*Supplied material*:
^^^^^^^^
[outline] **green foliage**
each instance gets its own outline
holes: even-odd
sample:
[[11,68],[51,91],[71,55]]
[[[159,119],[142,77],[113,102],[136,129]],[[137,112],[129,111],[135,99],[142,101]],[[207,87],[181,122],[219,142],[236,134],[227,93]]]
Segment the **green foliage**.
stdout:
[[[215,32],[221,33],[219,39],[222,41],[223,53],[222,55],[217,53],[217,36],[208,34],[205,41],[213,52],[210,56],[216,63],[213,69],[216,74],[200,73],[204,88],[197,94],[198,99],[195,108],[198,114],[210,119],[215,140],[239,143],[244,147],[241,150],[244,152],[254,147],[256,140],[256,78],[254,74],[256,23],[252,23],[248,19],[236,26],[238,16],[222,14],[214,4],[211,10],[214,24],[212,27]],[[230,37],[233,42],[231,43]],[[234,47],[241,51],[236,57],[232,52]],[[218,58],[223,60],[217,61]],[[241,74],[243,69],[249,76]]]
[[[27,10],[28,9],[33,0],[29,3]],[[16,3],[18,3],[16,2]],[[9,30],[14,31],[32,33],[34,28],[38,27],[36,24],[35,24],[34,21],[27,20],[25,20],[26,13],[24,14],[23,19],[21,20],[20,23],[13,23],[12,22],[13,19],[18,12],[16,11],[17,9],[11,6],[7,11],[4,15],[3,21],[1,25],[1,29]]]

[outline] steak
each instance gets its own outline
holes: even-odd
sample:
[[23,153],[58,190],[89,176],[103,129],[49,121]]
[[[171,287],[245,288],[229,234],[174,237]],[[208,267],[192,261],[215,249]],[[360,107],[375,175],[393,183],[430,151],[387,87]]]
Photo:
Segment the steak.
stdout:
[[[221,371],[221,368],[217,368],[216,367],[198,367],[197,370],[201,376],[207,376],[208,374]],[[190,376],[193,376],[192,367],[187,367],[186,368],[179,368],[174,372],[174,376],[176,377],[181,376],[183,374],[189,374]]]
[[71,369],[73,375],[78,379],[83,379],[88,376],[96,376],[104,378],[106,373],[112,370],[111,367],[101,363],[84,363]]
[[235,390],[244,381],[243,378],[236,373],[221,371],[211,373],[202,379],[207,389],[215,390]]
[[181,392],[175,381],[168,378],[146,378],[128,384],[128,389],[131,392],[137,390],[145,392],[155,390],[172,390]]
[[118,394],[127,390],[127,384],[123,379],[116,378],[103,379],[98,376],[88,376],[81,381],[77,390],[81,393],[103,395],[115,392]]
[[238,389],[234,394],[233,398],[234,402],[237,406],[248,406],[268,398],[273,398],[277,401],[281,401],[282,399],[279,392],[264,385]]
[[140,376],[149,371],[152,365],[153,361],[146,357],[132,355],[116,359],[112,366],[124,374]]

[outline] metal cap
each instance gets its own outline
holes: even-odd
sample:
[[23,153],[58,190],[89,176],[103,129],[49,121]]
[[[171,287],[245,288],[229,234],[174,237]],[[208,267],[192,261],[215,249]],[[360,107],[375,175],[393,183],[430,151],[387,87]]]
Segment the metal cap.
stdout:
^^^^^^^^
*Task statement*: Could you render every line from the one containing "[outline] metal cap" through the end of the entries as a JSON list of strings, one string per line, with blank lines omitted?

*Reply*:
[
  "[outline] metal cap",
  "each instance gets its own outline",
  "holes: even-odd",
  "sample:",
  "[[23,153],[58,190],[89,176],[103,129],[49,121]]",
  "[[[171,287],[245,288],[229,234],[174,237]],[[208,267],[192,261],[215,249]],[[360,107],[375,175],[393,183],[430,151],[387,87]]]",
  "Segment the metal cap.",
  "stdout:"
]